## PROMPT
Write out all of the records below precisely as given, omitting the images.

[Point-per-instance localization data]
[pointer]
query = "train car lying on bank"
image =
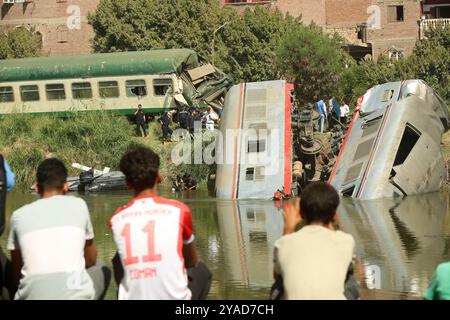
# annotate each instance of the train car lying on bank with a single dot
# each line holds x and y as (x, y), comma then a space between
(392, 147)
(158, 79)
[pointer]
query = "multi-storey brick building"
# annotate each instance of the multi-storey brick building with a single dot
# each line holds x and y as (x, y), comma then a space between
(61, 23)
(385, 26)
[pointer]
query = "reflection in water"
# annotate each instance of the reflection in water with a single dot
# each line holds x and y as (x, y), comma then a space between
(399, 241)
(404, 239)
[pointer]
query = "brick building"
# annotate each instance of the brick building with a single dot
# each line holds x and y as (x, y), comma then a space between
(388, 27)
(61, 23)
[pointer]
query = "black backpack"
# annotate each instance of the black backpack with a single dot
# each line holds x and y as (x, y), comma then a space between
(2, 194)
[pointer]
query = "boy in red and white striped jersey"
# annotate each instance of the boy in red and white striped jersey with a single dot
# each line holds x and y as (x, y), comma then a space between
(156, 251)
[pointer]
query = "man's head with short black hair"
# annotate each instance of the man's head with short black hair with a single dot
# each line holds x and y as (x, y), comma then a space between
(51, 175)
(318, 204)
(140, 166)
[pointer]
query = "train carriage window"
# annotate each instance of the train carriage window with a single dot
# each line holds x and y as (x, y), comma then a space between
(81, 90)
(29, 93)
(136, 88)
(55, 91)
(6, 94)
(409, 139)
(161, 86)
(257, 144)
(108, 89)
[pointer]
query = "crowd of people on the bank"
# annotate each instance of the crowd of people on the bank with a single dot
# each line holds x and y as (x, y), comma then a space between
(332, 113)
(186, 119)
(53, 253)
(184, 182)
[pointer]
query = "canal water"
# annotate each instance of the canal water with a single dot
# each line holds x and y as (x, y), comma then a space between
(399, 242)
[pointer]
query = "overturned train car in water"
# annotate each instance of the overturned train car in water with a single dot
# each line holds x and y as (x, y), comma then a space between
(392, 147)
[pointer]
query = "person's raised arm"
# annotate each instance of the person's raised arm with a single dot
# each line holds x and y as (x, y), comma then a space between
(292, 217)
(117, 268)
(90, 253)
(190, 255)
(16, 268)
(189, 249)
(10, 177)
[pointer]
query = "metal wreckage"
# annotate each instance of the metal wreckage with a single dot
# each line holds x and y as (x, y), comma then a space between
(391, 147)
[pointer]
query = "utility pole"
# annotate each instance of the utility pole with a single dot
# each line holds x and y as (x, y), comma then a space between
(214, 41)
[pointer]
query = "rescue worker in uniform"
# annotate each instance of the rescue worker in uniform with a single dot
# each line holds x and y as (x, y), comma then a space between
(7, 180)
(140, 121)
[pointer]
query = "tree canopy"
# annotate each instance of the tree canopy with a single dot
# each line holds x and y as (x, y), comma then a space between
(244, 49)
(20, 43)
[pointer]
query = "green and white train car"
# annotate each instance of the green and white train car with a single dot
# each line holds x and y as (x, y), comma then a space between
(118, 82)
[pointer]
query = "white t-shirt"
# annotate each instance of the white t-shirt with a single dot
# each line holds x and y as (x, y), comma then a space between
(313, 263)
(149, 234)
(51, 234)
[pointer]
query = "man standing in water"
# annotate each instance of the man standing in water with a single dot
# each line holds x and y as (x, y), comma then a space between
(53, 255)
(155, 239)
(140, 121)
(313, 262)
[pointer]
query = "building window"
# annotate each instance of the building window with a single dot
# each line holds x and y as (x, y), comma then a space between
(81, 90)
(55, 92)
(108, 89)
(136, 88)
(6, 94)
(29, 93)
(161, 86)
(62, 34)
(394, 54)
(395, 13)
(250, 174)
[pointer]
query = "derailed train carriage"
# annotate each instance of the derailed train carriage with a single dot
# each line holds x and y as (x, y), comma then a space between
(117, 82)
(392, 147)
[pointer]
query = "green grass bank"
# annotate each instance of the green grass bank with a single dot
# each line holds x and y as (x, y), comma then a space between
(92, 139)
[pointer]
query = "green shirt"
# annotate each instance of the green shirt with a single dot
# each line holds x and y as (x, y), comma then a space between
(439, 288)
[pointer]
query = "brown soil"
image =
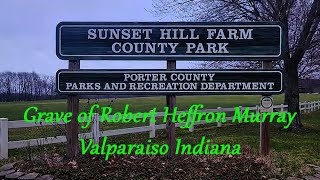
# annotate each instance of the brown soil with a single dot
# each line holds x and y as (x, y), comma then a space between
(151, 167)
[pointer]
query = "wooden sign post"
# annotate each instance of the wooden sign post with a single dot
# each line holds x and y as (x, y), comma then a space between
(170, 126)
(264, 149)
(72, 128)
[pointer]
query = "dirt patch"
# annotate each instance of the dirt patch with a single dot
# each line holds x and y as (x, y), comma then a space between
(151, 167)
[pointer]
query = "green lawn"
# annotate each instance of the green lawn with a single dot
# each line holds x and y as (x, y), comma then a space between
(15, 110)
(291, 150)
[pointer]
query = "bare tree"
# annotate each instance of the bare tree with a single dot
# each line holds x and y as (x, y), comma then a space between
(299, 17)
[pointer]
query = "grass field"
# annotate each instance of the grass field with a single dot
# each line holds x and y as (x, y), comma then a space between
(291, 150)
(15, 110)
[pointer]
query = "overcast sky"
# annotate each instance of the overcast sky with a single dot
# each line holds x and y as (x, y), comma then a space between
(27, 32)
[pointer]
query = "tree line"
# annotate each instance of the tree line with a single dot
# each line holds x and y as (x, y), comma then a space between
(26, 86)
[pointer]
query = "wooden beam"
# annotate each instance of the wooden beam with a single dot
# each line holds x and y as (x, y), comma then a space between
(264, 149)
(170, 126)
(72, 128)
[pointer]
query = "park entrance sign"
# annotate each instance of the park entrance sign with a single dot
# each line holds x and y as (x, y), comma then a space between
(169, 40)
(150, 82)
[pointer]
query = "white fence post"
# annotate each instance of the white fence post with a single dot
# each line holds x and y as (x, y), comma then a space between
(219, 122)
(4, 138)
(305, 107)
(152, 133)
(95, 128)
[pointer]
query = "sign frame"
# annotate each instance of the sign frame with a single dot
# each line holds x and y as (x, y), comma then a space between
(185, 57)
(157, 92)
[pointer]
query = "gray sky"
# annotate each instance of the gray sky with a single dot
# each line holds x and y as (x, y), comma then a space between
(27, 33)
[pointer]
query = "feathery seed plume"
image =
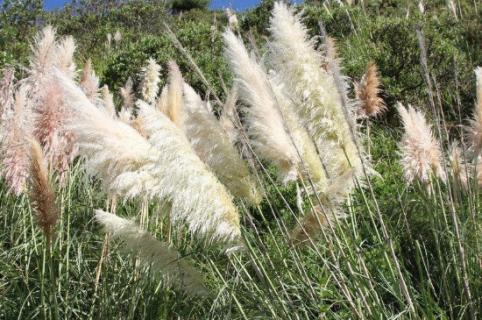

## RESULT FOR THIS EXERCISE
[pointer]
query = "train car lying on bank"
image =
# annotate each instance of the train car lying on bank with a single dot
# each line holds x and y as (x, y), comma then a space between
(392, 147)
(158, 79)
[pointer]
query = "multi-storey brick building"
# annotate each instance of the multi-storey brick building with a single dot
# each line holds x and y as (x, y), comma then a space between
(61, 23)
(385, 26)
[pointer]
query = "reflection in water"
# annotate each instance of the reflection in water with a single dot
# each line holds x and y as (x, y), comma then a space between
(399, 241)
(404, 239)
[pointer]
query = "brick building"
# annotate each instance of the brick building with a single dot
# each line holds x and y as (x, y), comma then a space between
(388, 27)
(61, 23)
[pointer]
query = "black backpack"
# annotate each instance of the black backpack with a single dot
# each line holds x and y as (x, y), comma then a space between
(2, 194)
[pointer]
query = "boy in red and white striped jersey"
# annotate each instance of the boy in red and white striped jersey with a single dot
# each line holds x and y as (x, y), comma then a space between
(156, 251)
[pointer]
query = "man's head with short black hair"
# annotate each instance of the man's head with short black hair with a single dot
# each line holds x and y as (x, y), comma then a space between
(51, 175)
(318, 204)
(140, 166)
[pointer]
query = "train carriage window"
# annotate each instance of the train carriage window with a single dot
# each line holds x and y as (x, y), comma then a space between
(81, 90)
(29, 93)
(136, 88)
(55, 91)
(6, 94)
(409, 139)
(161, 86)
(257, 144)
(108, 89)
[pointer]
query = "crowd of people on the bank"
# annotate each instance of the crowd of people on the bank with a single dot
# each line holds x and y as (x, y), comma then a space between
(332, 113)
(186, 119)
(53, 253)
(184, 182)
[pointer]
query = "canal water"
# annotate each instance of the canal water with a single dot
# each line holds x and y as (x, y), comma then a space between
(399, 242)
[pointer]
query = "overturned train car in water"
# annotate each instance of the overturned train car in water with a single dot
# each line holds x and y as (x, y), comma then a space between
(392, 147)
[pointer]
query = "person's raised arm"
# annotate each instance of the person's raised arm with a single dot
# each line holds x and y as (x, y), comma then a space between
(292, 217)
(117, 268)
(90, 253)
(190, 255)
(16, 268)
(189, 249)
(10, 177)
[pointer]
query = "metal wreckage"
# annotate each instance of the metal wreckage with a single dot
# each line holds x and y as (x, y), comma then a space between
(391, 147)
[pointer]
query = "utility pole"
# annotate each instance of the utility pole with a single dot
# each line holds x and y as (x, y), comma then a space between
(214, 41)
[pointer]
query = "rescue worker in uniform"
# annotate each instance of the rescue worker in uniform with a single dot
# each line holds x and y as (x, y), comma then a space between
(7, 180)
(140, 121)
[pointer]
query = "tree canopy"
# annotate each instance of the tree canopy with a single dot
# each line holds x and y as (x, y), comma then a space between
(244, 49)
(20, 43)
[pointer]
query = "green and white train car"
# annotate each instance of the green and white train car with a single dot
# each line holds x and y as (x, y), comma then a space between
(118, 82)
[pointer]
query = "white t-shirt"
# annotate each instance of the white t-shirt with a single dot
# each line holds x and y as (x, y), comma then a space between
(313, 263)
(149, 234)
(51, 234)
[pointer]
query = "man standing in water"
# annotate each instance of the man standing in water with a single dot
# each line holds x and y as (x, y), comma then a space between
(53, 255)
(155, 239)
(140, 121)
(313, 262)
[pointer]
query = "building window"
# annotate each instance of the building window with a single dot
# each line holds x and y as (x, y), comma then a space between
(81, 90)
(55, 92)
(108, 89)
(136, 88)
(6, 94)
(29, 93)
(161, 86)
(62, 34)
(394, 54)
(395, 13)
(250, 174)
[pointer]
query = "derailed train carriage"
# annotate each instance of the derailed train carriage with a single dot
# each line holds x and y as (x, y), comma then a space between
(117, 82)
(392, 147)
[pointer]
query = "green grass bank"
# annotate each instance of the green grass bank with a single dot
# each line holds x and y as (x, y), comma then a space between
(92, 139)
[pointer]
query = "green shirt"
# annotate each instance of the green shirt with a single dot
# each line holds x and y as (x, y), comma then a space between
(439, 288)
[pointer]
query = "brown soil"
image =
# annotate each instance of the brown soil with a single dot
# each line holds x and y as (x, y), comma then a space between
(151, 167)
[pointer]
query = "wooden sign post"
# annotate each instance of the wooden sign post with a single dot
# each line holds x and y as (x, y), comma then a space between
(170, 126)
(264, 149)
(72, 128)
[pointer]
query = "dirt patch"
# annotate each instance of the dirt patch with a single dot
# each line holds x and y as (x, y), comma then a space between
(151, 167)
[pointer]
query = "green lawn"
# annotate each instance of the green lawn with a single dot
# each line holds x and y as (x, y), comma then a space between
(15, 110)
(291, 150)
[pointer]
query = "bare tree"
# annotate each instance of the bare tree with a single dot
# each line holds x and y as (x, y), comma then a space between
(299, 17)
[pointer]
query = "grass field"
# annotate each instance of the grass field with a single dot
# each line holds x and y as (x, y), comma then a space between
(291, 150)
(15, 110)
[pointer]
query = "overcast sky"
# annotate each instance of the overcast sky with a single dot
# each line holds x and y as (x, y), comma then a space between
(27, 32)
[pointer]
query = "tree line"
# annotate each instance of the tree line with a single dot
# each line holds x and y as (x, y), comma then a space between
(26, 86)
[pointer]
query = "wooden beam"
# annotate each instance of the wooden beam with a single dot
# each line holds x and y as (x, y), comma then a space between
(264, 149)
(170, 126)
(72, 128)
[pointer]
query = "park entrance sign"
# annotate each instance of the park entrance sign with a single dot
# each line holds x and y as (x, y), comma then a space between
(169, 40)
(150, 82)
[pointer]
query = "white fence post"
# annotate each instance of the white fence post with a single dot
# each line holds x and y as (x, y), comma then a space between
(219, 122)
(4, 138)
(305, 107)
(152, 133)
(95, 128)
[pointer]
query = "sign frame"
# annotate each instance of the sign frame with a single dot
# each line holds x and y as (x, y), comma then a space between
(185, 57)
(157, 92)
[pointer]
query = "gray sky"
# annotate each instance of the gray sky with a single dot
# each line holds x and y as (x, y), comma then a space between
(27, 33)
[pointer]
query = "feathery seed plume"
image =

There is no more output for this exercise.